- **Information supplied**
>> START

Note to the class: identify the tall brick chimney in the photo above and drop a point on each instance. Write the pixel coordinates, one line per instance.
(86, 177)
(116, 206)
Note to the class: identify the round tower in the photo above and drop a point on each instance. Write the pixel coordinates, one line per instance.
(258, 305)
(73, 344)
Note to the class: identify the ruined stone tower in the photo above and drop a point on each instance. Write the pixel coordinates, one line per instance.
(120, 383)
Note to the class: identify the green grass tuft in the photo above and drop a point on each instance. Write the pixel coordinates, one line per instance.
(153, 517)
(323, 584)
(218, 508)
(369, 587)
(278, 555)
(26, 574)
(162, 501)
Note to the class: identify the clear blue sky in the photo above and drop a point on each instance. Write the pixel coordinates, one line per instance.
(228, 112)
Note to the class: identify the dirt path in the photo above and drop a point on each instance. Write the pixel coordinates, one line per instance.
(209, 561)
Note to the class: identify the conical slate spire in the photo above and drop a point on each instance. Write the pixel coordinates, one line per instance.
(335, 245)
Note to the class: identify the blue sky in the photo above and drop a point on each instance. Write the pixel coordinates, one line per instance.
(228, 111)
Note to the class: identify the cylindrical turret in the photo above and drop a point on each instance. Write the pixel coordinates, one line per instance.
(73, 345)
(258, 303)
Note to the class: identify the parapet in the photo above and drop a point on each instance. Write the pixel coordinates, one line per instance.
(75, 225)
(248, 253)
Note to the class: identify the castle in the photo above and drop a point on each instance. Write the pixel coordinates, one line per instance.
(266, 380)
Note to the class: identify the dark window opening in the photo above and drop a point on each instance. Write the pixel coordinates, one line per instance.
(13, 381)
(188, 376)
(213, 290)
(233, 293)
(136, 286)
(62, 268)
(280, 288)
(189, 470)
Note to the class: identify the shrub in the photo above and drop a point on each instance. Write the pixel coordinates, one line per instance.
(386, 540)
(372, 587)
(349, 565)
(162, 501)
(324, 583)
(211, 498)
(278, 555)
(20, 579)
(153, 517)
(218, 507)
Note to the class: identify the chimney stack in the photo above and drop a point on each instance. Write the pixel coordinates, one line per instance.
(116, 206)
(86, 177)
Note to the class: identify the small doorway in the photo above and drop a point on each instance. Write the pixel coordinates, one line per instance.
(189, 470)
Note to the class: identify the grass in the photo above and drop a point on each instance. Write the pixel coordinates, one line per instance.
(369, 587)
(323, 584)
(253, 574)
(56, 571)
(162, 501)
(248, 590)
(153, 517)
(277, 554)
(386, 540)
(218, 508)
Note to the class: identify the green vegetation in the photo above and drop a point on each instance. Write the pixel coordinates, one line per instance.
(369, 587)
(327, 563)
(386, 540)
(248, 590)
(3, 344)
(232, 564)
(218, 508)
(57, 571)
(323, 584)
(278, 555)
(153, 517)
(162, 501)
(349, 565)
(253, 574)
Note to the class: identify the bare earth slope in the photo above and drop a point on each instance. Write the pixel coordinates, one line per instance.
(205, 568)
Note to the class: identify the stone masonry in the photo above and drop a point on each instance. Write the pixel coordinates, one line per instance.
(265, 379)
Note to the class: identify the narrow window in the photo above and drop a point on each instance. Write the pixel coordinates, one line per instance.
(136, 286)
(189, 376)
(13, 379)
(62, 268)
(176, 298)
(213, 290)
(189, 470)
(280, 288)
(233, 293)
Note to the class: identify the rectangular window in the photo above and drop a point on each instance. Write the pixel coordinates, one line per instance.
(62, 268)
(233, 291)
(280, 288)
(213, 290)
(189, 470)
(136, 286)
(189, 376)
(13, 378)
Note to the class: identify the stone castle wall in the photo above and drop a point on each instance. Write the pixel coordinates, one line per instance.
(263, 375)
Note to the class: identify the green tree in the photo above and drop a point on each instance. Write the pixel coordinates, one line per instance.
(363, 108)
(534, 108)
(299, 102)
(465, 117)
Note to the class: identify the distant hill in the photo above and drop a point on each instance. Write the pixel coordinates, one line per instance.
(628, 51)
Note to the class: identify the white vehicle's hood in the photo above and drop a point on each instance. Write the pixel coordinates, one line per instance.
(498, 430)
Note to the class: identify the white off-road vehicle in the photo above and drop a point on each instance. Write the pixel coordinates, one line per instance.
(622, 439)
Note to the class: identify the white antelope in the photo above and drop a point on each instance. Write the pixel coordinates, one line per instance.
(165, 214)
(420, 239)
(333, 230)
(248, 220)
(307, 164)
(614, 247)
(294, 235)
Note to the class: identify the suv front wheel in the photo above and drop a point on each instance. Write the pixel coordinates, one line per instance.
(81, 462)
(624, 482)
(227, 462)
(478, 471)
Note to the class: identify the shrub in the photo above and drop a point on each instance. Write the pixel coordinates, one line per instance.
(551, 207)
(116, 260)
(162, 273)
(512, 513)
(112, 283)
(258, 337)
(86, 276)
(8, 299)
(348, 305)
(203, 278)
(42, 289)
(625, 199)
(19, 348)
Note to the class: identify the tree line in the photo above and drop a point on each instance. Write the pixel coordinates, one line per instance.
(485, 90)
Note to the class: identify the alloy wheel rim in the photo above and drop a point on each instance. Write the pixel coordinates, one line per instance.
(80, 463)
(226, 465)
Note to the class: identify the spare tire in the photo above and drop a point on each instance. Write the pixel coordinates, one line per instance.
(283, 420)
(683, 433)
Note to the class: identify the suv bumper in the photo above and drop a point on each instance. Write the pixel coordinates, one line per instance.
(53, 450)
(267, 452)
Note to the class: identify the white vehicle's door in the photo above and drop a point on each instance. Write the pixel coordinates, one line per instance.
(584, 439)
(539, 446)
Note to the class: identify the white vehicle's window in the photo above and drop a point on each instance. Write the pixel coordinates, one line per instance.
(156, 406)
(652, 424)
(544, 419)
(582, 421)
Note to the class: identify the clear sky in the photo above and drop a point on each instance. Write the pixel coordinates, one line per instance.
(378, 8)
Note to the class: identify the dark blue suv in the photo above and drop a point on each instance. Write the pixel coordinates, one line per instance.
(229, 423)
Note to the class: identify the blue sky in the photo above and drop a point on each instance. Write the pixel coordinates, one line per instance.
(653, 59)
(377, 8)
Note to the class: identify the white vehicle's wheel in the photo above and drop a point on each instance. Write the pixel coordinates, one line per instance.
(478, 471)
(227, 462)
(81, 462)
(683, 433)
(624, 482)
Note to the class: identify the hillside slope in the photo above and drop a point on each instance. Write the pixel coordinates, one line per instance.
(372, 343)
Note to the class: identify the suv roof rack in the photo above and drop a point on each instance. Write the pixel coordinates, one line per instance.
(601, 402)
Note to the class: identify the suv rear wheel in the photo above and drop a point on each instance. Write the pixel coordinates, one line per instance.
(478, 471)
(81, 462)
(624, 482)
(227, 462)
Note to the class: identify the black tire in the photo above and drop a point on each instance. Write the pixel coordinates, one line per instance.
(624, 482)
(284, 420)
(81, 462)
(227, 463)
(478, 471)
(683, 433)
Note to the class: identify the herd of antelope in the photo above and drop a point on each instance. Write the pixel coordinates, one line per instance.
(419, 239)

>> END

Repeat only the lines running from the line that contains "Note to the class: identify the suv roof" through the last line above, inclusive.

Note to the class: identify the suv roof rack in the photo above and drop a point on each instance. Write the pixel coordinates, one line per instance.
(601, 402)
Note to the class: identify the suv rear wheel in the photo above and drop a point on each instance. Write the pixel coordinates, one line per instance.
(478, 471)
(81, 462)
(624, 482)
(227, 462)
Note to the class: identify the black tire in the photo above and drop a point on each instance. Write the pixel coordinates, one line per instance.
(624, 482)
(284, 420)
(81, 462)
(227, 463)
(478, 471)
(683, 433)
Note to the class: identify the herd of antelope in the photo above and drop a point on each instance. Write the pixel coordinates, one line per instance.
(419, 239)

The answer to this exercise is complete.